- Aim of the exercise -
Locate the line bearing "Target: white basketball jersey" in the material below, then reproduce it and each following line up to and including the line bearing "Target: dunking player in white jersey".

- Data -
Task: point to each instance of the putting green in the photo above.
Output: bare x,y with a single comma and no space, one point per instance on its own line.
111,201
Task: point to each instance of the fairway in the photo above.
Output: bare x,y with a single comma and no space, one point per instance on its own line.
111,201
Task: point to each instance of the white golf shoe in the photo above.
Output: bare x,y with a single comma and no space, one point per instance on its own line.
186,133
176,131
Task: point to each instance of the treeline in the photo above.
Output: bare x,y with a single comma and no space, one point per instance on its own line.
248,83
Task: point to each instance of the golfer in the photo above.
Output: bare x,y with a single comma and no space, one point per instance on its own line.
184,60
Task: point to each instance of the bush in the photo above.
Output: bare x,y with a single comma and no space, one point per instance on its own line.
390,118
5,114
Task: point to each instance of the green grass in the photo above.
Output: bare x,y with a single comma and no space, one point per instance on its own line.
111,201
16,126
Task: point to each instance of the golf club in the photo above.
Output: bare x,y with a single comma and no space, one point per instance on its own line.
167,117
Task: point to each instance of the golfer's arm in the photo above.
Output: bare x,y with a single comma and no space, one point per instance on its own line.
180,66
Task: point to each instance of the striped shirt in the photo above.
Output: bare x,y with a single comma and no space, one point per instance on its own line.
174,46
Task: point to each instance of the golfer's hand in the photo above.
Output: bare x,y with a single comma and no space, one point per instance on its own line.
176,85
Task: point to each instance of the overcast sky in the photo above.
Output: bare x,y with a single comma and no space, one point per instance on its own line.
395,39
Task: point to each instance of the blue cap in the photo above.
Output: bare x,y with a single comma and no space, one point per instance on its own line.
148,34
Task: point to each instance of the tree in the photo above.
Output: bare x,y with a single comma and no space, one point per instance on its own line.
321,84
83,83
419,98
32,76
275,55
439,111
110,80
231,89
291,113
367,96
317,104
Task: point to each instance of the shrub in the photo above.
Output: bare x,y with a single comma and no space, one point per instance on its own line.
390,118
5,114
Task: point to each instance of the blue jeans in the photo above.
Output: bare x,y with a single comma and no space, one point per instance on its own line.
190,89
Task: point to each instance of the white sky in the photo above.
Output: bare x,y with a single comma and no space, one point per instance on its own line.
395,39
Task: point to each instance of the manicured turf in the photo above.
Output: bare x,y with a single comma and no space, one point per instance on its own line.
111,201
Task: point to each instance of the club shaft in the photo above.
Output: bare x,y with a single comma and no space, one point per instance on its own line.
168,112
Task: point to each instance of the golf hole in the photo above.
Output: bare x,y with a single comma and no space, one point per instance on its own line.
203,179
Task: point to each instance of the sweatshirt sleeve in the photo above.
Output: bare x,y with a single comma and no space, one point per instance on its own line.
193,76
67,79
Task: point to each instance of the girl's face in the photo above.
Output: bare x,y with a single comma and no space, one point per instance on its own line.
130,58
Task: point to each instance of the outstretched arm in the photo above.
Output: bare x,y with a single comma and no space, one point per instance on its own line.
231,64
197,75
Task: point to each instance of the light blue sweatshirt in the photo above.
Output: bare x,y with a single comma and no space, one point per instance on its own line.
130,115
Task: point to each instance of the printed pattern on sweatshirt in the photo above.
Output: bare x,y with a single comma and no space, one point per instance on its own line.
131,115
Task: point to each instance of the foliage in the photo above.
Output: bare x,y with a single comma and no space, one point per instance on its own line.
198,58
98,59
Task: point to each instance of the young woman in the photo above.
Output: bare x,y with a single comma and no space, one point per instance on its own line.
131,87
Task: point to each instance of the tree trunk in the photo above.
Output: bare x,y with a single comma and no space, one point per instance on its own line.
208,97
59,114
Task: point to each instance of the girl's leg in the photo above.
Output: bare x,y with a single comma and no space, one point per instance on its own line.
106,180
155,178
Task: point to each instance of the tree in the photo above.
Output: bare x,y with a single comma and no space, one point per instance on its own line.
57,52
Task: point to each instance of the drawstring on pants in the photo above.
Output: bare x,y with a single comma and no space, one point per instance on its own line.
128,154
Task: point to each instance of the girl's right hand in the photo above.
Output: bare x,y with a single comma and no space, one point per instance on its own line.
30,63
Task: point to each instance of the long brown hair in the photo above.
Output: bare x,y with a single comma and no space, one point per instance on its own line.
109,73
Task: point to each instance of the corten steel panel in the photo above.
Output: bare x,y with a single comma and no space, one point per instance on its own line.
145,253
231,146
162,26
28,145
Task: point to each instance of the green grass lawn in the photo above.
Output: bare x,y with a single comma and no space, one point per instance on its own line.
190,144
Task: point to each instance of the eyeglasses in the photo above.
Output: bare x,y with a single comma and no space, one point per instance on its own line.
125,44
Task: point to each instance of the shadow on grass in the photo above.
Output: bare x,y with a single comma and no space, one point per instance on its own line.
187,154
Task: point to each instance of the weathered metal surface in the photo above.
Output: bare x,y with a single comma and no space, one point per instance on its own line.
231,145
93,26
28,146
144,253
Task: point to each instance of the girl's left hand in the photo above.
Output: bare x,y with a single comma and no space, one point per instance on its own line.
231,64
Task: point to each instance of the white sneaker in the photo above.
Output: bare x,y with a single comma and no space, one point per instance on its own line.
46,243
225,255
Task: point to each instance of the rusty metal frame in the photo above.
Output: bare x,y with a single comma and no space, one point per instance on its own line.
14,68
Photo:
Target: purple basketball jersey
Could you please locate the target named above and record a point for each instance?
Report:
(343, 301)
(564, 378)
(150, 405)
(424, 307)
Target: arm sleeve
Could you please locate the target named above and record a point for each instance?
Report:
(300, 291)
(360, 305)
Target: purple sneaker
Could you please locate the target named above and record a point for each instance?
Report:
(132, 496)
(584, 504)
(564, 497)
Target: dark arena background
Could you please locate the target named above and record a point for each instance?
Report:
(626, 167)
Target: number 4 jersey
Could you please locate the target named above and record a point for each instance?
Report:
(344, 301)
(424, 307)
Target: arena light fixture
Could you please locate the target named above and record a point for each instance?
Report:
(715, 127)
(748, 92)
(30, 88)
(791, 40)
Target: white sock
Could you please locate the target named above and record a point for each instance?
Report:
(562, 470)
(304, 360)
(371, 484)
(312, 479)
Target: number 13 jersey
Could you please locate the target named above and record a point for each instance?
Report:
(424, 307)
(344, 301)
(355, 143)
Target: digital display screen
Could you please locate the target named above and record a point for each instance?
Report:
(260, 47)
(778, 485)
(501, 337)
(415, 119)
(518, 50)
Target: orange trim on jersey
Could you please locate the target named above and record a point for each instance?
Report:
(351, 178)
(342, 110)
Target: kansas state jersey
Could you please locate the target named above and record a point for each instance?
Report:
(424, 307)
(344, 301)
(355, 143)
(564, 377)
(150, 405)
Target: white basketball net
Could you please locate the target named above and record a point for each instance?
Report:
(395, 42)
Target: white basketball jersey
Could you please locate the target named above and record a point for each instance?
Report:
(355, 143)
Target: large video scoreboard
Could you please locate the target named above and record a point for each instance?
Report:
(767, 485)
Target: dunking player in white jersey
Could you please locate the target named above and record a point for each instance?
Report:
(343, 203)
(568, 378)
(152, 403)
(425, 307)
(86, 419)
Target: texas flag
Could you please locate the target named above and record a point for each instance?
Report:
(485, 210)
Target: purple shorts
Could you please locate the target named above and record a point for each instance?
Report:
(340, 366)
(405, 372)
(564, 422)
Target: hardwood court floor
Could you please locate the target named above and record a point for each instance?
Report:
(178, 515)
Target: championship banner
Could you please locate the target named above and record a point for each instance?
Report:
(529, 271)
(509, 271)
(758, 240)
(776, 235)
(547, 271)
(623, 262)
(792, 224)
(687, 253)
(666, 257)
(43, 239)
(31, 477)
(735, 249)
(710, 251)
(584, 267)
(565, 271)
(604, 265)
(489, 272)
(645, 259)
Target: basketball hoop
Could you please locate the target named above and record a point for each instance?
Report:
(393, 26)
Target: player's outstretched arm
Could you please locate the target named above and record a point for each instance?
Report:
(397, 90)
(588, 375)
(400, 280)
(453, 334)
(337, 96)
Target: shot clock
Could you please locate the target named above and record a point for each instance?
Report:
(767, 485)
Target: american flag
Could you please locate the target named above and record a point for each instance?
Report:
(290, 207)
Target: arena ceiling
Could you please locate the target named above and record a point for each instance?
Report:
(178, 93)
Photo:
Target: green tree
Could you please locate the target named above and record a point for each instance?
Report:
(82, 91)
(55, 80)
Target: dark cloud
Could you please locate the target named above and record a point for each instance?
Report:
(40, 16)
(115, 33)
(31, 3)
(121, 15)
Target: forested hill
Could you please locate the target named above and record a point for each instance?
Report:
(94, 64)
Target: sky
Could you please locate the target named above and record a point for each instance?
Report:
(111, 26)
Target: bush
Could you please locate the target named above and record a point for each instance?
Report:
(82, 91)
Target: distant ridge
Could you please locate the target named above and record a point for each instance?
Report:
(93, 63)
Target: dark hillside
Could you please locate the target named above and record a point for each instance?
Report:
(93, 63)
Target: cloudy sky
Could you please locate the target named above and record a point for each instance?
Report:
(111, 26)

- Solution -
Target: white basketball jersey
Could you please locate the target named above and record a point for each instance?
Report:
(355, 143)
Target: large video scoreboard
Could you please locate the target named above and record a point for each instance?
Report:
(767, 485)
Target: dunking player in white jersey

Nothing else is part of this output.